Flagstaff woman's death calls attention to dangerous rodent virus
PHOENIX -- Coconino County health officials are actively collecting and testing mice in the Flagstaff area in an attempt to figure where a local woman came into contact with infected rodent droppings or urine.
The woman died recently from complications of Hantavirus Pulmonary Syndrome (HPS).
"We just don't know," said Marlene Gaither of the Coconino County Environmental Health Division.
Health officials say the incubation period is one to six weeks for HPS, which means researchers are working backwards to find the infected rodents. They are checking "all the activities that she did, places she would have hung out, places she might have cleaned," Gaither said.
The illness starts with fever, headache and muscle aches, and progresses rapidly to severe difficulty in breathing and, in some cases, death.
"The last reported case in Coconino County was 2007 and the individual ultimately recovered. Including this case, there have been 22 confirmed Hantavirus cases in Arizona since 2006, 11 of which have resulted in death" said Gaither.
"The cases we've had have been everywhere," she added. "It's not just in Coconino County, it's not just in the mountains. We've had cases in the desert."
To prevent HPS, the Coconino County Public Health Services District recommends the following:
Proper clean-up methods for areas that may have rodent activity:
Open all door and windows; leave them open for 30 minutes before cleaning.
Do not stir up dust by vacuuming, sweeping or any other means.

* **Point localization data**
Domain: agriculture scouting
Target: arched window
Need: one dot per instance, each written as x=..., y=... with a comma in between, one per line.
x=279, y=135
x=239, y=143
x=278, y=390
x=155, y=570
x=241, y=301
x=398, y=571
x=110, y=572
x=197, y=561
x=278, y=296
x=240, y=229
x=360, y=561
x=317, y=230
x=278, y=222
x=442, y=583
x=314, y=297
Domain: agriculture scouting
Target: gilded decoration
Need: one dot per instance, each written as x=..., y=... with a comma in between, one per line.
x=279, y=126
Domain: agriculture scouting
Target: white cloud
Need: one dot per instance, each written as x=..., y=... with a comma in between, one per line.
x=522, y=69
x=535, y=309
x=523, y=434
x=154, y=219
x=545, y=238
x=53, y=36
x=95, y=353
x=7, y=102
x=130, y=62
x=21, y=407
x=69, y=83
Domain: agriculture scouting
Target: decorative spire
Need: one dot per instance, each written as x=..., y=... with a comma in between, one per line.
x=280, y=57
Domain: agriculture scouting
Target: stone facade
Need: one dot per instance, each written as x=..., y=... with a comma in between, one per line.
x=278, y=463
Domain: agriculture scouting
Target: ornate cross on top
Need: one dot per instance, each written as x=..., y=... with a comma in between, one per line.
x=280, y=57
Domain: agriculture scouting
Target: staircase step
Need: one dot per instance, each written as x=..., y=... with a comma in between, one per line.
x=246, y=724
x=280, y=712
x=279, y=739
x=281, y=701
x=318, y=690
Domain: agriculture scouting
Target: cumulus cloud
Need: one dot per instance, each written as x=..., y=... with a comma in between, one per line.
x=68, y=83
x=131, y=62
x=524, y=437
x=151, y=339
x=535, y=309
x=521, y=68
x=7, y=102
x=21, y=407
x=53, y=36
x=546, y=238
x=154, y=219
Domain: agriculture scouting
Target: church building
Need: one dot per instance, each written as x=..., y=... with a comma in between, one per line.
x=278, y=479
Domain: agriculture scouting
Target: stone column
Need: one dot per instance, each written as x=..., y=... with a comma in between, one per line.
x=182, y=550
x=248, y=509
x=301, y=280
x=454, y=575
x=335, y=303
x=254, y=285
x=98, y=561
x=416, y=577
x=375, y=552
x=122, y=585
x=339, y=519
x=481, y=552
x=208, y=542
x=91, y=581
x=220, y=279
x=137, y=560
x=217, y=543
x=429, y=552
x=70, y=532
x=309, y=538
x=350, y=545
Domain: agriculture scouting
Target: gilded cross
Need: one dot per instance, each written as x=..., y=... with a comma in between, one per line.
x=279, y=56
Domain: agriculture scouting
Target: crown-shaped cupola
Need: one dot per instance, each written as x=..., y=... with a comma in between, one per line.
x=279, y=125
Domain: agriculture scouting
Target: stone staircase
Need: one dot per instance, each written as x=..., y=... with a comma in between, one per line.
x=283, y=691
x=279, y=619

* **Required tasks**
1. Answer these from the hantavirus article:
(a) What is the incubation period for HPS?
(b) How many confirmed Hantavirus cases has Arizona had since 2006, including this case?
(c) How long should doors and windows stay open before cleaning?
2. Reproduce the hantavirus article from "The illness starts" up to and including "minutes before cleaning.".

* **Responses in order**
1.
(a) One to six weeks.
(b) 22.
(c) 30 minutes.

2.
The illness starts with fever, headache and muscle aches, and progresses rapidly to severe difficulty in breathing and, in some cases, death.
"The last reported case in Coconino County was 2007 and the individual ultimately recovered. Including this case, there have been 22 confirmed Hantavirus cases in Arizona since 2006, 11 of which have resulted in death" said Gaither.
"The cases we've had have been everywhere," she added. "It's not just in Coconino County, it's not just in the mountains. We've had cases in the desert."
To prevent HPS, the Coconino County Public Health Services District recommends the following:
Proper clean-up methods for areas that may have rodent activity:
Open all door and windows; leave them open for 30 minutes before cleaning.